- **EXCERPT TO READ**:
Metamath Proof Explorer

Theorem frege21

Description: Replace antecedent in antecedent. Proposition 21 of Frege1879 p. 40. (Contributed by RP, 24-Dec-2019) (Proof modification is discouraged.)

		Ref	Expression
	Assertion	frege21	⊢ ( ( ( 𝜑 → 𝜓 ) → 𝜒 ) → ( ( 𝜑 → 𝜃 ) → ( ( 𝜃 → 𝜓 ) → 𝜒 ) ) )

Proof

Step	Hyp	Ref	Expression
1		frege9	⊢ ( ( 𝜑 → 𝜃 ) → ( ( 𝜃 → 𝜓 ) → ( 𝜑 → 𝜓 ) ) )
2		frege19	⊢ ( ( ( 𝜑 → 𝜃 ) → ( ( 𝜃 → 𝜓 ) → ( 𝜑 → 𝜓 ) ) ) → ( ( ( 𝜑 → 𝜓 ) → 𝜒 ) → ( ( 𝜑 → 𝜃 ) → ( ( 𝜃 → 𝜓 ) → 𝜒 ) ) ) )
3	1 2	ax-mp	⊢ ( ( ( 𝜑 → 𝜓 ) → 𝜒 ) → ( ( 𝜑 → 𝜃 ) → ( ( 𝜃 → 𝜓 ) → 𝜒 ) ) )

- **WORK TO DO**:
**A)** Answer these from the theorem page:
(i) On which page of Frege1879 is Proposition 21 cited?
(ii) What reference is listed for step 2 of the proof?
(iii) Which steps does step 3 take as its hypotheses?
**B)** Does each statement agree with the theorem page? Answer yes or no, and quote the words that decide it.
(i) The theorem was contributed on 24-Dec-2019.
(ii) Changing the proof is encouraged.
(iii) The description identifies the theorem as Proposition 21 of Frege1879.
Use only the theorem page to answer.

- **SOURCE DATA**:
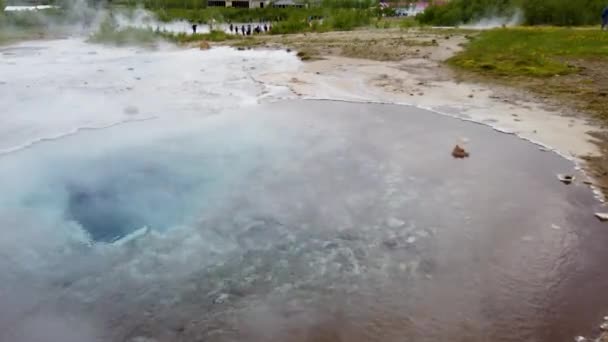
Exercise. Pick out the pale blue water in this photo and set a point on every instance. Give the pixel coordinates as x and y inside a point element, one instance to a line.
<point>296,221</point>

- **RESULTS OF THE TASKS**:
**A)**
(i) Page 40
(ii) frege19
(iii) Steps 1 and 2

**B)**
(i) Yes: "(Contributed by RP, 24-Dec-2019)"
(ii) No: "(Proof modification is discouraged.)"
(iii) Yes: "Proposition 21 of Frege1879 p. 40."